TEXT EXTRACT =>
########################################

I was a huge fan of the original Ant-Man movie released back in 2015. In a world already drowning in homogenous superhero movies, it was a welcome departure.


Instead of going for big, it went for small. And in doing so, it turned everything topsy turvy and upside down. It was refreshingly different, and it was fun.


Shrinking characters down in size wasn’t anything new. There was The Incredible Shrinking Man (1957) and The Incredible Shrinking Woman with Lily Tomlin (1981), as well as Honey, I Shrunk the Kids (1989).

The shrunken character idea wasn’t new. Adapting it to the genre of superhero movies was.


It worked, spawning a sequel (Ant-Man and the Wasp) in 2018. Ant-Man and the Wasp: Quantumania marks the third Ant-Man installment, all directed by Payton Reed.


Paul Rudd and Evangeline Lilly are back in the starring roles, as are Michael Douglas and Michelle Pfeiffer (digitally de-aged once again) in their supporting roles.


At a glance, it might have looked like a sure-fire hit, but that was before anyone had actually seen the movie which, as it turns out, is a real disappointment.


A lot has changed over the years and the evolution of the story. In short, it went from cute and fun to overblown and boring.


The charm of the original has been sucked out of the story in an attempt to make Quantumania look and feel like all the other overblown, boring superhero movies that we have seen again and again. And again.


The creative forces behind Ant-Man have succumbed to the temptation of making a big-budget, effects-crammed fantasy epic along the lines of The Avengers. Or the X-Men. Or Superman, Batman, Spider-Man, or any other major superhero franchise.


Ant-Man doesn’t spend much time being ant-size in this installment. He’s either normal size or 50 stories tall, lumbering through a sprawling urban setting like Godzilla, smashing everything in sight.


Quantumania borrows heavily. Besides Godzilla, there are multiverse portals right out of Doctor Strange, fantastical flying creatures who look like they might have escaped from Avatar: The Way of Water, a cantina bar borrowed from Star Wars, a floating, oversized head right out of Dune, and a broccoli-shaped creature that is a dead ringer for the Groot character in Guardians of the Galaxy. It is perhaps worth mentioning that during the Godzilla sequence, the 50-story high Ant-Man rips off the metallic dome of a building and begins to wield it like Captain America’s iconic shield.


Quantumania seems to scream that the creative team has run out of creative juice and is grabbing instead for the low-hanging fruit of other major franchises.


The overall tone of the film shifts from colorful fun to dark, brooding seriousness underscored by the predictable epic chorus of voices and swelling orchestral music that have become the staple of all superhero movies (“Aaaaaaaaaaaaah!”)

########################################

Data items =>
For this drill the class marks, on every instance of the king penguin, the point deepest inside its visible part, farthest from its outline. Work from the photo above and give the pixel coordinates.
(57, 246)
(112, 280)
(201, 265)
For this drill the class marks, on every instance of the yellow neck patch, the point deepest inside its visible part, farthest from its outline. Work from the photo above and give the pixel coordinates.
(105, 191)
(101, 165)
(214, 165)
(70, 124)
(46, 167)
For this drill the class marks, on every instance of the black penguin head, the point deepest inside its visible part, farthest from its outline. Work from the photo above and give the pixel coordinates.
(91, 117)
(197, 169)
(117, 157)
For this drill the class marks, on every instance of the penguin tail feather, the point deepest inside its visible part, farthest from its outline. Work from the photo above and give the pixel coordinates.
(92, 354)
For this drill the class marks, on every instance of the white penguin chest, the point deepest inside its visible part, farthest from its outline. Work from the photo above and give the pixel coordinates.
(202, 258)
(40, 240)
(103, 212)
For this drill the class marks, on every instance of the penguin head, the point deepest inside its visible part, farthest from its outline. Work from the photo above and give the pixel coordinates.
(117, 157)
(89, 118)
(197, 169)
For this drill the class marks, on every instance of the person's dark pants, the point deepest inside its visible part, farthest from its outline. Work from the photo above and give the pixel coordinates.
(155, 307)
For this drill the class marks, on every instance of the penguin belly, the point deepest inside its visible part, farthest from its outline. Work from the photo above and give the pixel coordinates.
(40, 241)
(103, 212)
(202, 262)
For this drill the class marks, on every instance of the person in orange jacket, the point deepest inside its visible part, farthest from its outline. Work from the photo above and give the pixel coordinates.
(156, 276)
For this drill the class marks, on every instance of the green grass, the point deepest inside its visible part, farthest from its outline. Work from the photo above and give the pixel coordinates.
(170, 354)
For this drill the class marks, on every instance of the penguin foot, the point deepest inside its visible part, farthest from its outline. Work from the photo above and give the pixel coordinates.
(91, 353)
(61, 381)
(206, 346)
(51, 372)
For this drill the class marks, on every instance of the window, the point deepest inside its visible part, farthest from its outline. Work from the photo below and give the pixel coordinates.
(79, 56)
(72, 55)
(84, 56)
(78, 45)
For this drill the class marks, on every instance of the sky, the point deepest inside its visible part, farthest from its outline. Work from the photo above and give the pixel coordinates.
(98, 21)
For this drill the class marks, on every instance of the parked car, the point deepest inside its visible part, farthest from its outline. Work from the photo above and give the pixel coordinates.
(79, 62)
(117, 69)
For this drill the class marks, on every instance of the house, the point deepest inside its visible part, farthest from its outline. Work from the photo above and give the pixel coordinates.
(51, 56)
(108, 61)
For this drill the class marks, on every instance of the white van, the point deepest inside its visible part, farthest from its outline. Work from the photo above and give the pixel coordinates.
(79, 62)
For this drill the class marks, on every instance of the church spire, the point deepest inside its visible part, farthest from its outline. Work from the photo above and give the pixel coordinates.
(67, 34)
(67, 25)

########################################

INSTRUCTIONS TO FOLLOW => Pick up the Quantumania review from the end of its last sentence and continue it.

EXERCISE RESPONSE =>
The Marvel Universe has expanded from a limited number of popular characters and storylines to an endless expanse of multiverses that extend to infinity, and beyond. And while the creative possibilities might have initially seemed thrilling and brain bending, the initial foray seems to have only half-heartedly scratched the surface.


It all seems like an excuse for digital effects departments to journey down a modern-day, Alice in Wonderland rabbit hole into strange, surrealistic worlds that seem inspired by hallucinogenic drugs.


Digital effects have allowed Hollywood to bring anything to the screen. If you can imagine it, you can create it and charge people to see it. It’s the Hollywood Magic that drew audiences into theaters to witness the parting of the Red Sea (in both of Cecil B. DeMille’s versions of The Ten Commandments, 1923 and 1956).


You can’t argue with the success of Hollywood special effects, but these days they have become the heart and soul of so many movies, including the top money-makers of all-time.


Effects have replaced story and character development and memorable dialog. Case in point are the lines uttered by Kathryn Newton who plays Ant-Man’s teenage daughter, Cassie Lang. It’s essentially the word “Dad!” said a hundred different ways. It’s the stuff of great drinking games.


I’ve been critical of the overall formula approach of superhero movies, for me, many of them are just plain repetitive and boring.


What I liked about the first two installments of Ant-Man was the freshness and fun, two things that are sadly missing in this third installment which gets bogged down and crushed under the weight of its ramped-up pretentiousness and new-found seriousness.


If there is a fourth installment, I’d like to suggest that the filmmakers heed the advice in that famous 1960s Volkswagen ad campaign for the Volkswagen Beetle which suggested that we should all “Think Small.”


Bigger is not necessarily better.

 

Ant-man and the Wasp: Quantumania is in theaters now.